Exercise brief => Write out the data that follows. Keep every character unchanged.

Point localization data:
§ §
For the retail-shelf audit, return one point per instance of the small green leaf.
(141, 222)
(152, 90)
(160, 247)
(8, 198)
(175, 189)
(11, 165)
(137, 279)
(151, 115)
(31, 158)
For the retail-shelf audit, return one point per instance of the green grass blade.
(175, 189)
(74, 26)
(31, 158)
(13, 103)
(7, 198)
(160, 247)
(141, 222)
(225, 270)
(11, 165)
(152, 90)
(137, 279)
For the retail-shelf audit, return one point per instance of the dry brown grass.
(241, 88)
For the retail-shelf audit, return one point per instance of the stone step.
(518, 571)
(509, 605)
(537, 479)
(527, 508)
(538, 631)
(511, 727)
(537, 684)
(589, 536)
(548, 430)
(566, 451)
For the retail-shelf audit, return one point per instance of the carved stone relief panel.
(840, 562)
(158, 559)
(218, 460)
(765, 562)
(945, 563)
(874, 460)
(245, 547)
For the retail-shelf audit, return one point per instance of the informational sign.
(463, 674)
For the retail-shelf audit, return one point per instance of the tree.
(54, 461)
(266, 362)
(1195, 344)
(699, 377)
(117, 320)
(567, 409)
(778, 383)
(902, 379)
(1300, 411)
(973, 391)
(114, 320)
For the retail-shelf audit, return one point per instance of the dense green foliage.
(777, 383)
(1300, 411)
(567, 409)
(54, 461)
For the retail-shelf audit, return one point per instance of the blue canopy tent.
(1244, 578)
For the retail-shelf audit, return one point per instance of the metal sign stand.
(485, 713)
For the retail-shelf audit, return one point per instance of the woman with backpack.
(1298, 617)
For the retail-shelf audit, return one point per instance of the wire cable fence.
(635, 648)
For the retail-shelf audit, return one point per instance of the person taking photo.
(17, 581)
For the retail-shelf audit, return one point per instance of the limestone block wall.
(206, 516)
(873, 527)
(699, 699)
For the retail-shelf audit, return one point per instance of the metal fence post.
§ §
Output for this exercise =>
For the retail-shelf audit, return one point per instance of the small green leaf.
(141, 222)
(152, 90)
(160, 247)
(8, 198)
(175, 189)
(11, 165)
(137, 279)
(151, 115)
(31, 158)
For the retail-shelf audit, return one point per instance of the green grass blade.
(175, 189)
(74, 26)
(31, 158)
(13, 103)
(7, 198)
(160, 247)
(141, 222)
(225, 270)
(11, 165)
(152, 90)
(137, 279)
For the retail-shelf audit, return one point per instance of the dry brown grass.
(241, 88)
For the retail-shelf audit, return one point per instance of the stone step.
(518, 571)
(509, 605)
(537, 479)
(527, 508)
(538, 631)
(511, 727)
(537, 684)
(589, 536)
(548, 430)
(566, 451)
For the retail-shelf audit, return one point per instance of the carved stone relief panel.
(840, 562)
(158, 559)
(218, 460)
(765, 562)
(945, 563)
(874, 460)
(245, 547)
For the retail-shelf audit, return one point per instance of the informational sign.
(463, 674)
For the retail-shelf audit, return one point per instance of the tree.
(54, 461)
(266, 362)
(1195, 344)
(699, 377)
(117, 320)
(567, 409)
(778, 383)
(902, 379)
(1300, 411)
(973, 391)
(114, 320)
For the retail-shelf audit, return one point per instance of the dense green foliage.
(777, 383)
(1300, 411)
(567, 409)
(54, 461)
For the retail-shelf audit, return one point per instance of the blue canopy tent.
(1244, 578)
For the retail-shelf audit, return one point per instance of the metal sign stand.
(485, 713)
For the retail-shelf audit, return one point per instance of the woman with backpack.
(1298, 617)
For the retail-shelf audit, return one point per instance of the wire cable fence.
(635, 648)
For the retail-shelf audit, return one point per instance of the person taking photo.
(17, 581)
For the retail-shelf audit, return one point per instance of the limestone block wall.
(206, 516)
(873, 527)
(699, 699)
For the retail-shelf audit, return one point per instance of the metal fence post.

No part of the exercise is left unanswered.